> [Предоставленный текст]
______

2.1. Музеи с преобладанием задач хранения.
Историко-культурная традиция, непрерывная, уходящая в глубокое прошлое, поддержанная серьезными исследованиями в области истории и археологии, во второй половине XIX века была продолжена созданием мемориального комплекса в Ипатьевском монастыре, и Романовского музея Костромской губернской ученой архивной комиссии (далее — КГУАК).
13
В Ипатии показ ризницы и келий, которые монастырское предание связывало с пребыванием в монастыре Михаила Федоровича Романова, стал привычным атрибутом царских посещений, что привело к созданию сначала археологических выставок, а потом и музея в “Романовских палатах”. Задачам создания мемориального комплекса подчинялось даже возведение новых построек, например, церковь освящалась в честь святых Хрисанфа и Дарии, память которых праздновалась 19 марта, в день отъезда Михаила Федоровича из монастыря в 1613 году.
Место размещения архиерейского дома, центра епархии, Ипатьевский монастырь получил возможность сконцентрировать в Романовских палатах древности, выявленные в ризницах многих храмов и обителей, Древнехранилище создавалось одновременно с Романовским музеем КГУАК, но собранные в монастыре предметы оставались собственностью епархиального ведомства, что позволяет рассматривать его как ведомственный музей.
Создатели древнехранилища в большинстве своем принадлежали к духовному ведомству, обладали корпоративным сознанием. Многие их них имели специальное археологическое образование и богатый исследовательский опыт. Ни один из них в отдельности не был владельцем результата общих усилий, но именно этот результат и был мотивом участников деятельности, что позволяет считать ее неотчужденной, органичной.

______

> [Исходный материал]
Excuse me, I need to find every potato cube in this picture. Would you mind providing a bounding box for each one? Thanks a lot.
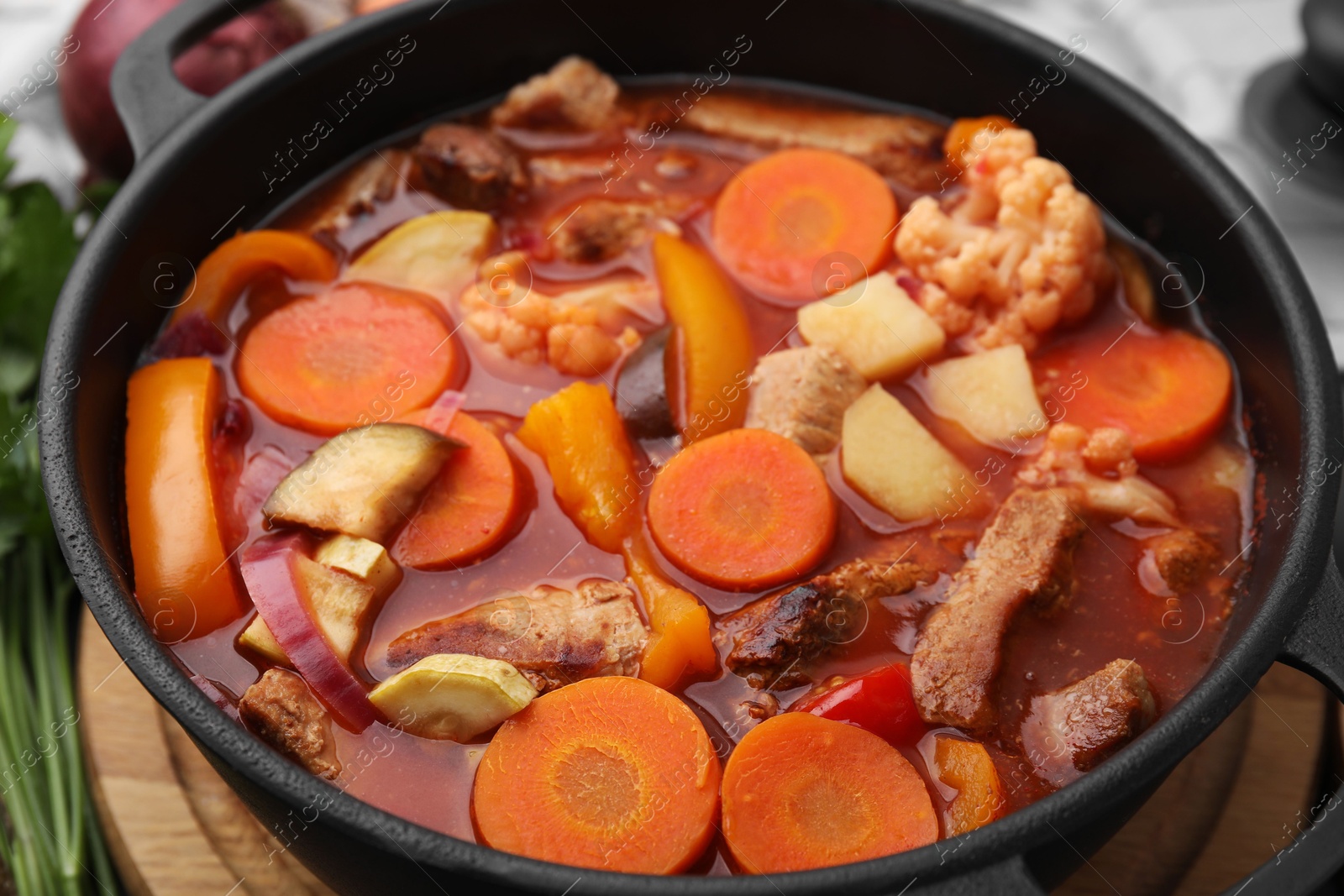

______

> [Задания к упражнению]
1. В честь каких святых, согласно тексту о музеях Ипатьевского монастыря, освящалась церковь?
2. Перепишите часть текста о музеях Ипатьевского монастыря, всё от «Создатели древнехранилища в» и вниз до «ее неотчужденной, органичной.», заменив в ней «богатый» на «обширный».

> [Ответы к упражнению]
1. В честь святых Хрисанфа и Дарии.

2.
Создатели древнехранилища в большинстве своем принадлежали к духовному ведомству, обладали корпоративным сознанием. Многие их них имели специальное археологическое образование и обширный исследовательский опыт. Ни один из них в отдельности не был владельцем результата общих усилий, но именно этот результат и был мотивом участников деятельности, что позволяет считать ее неотчужденной, органичной.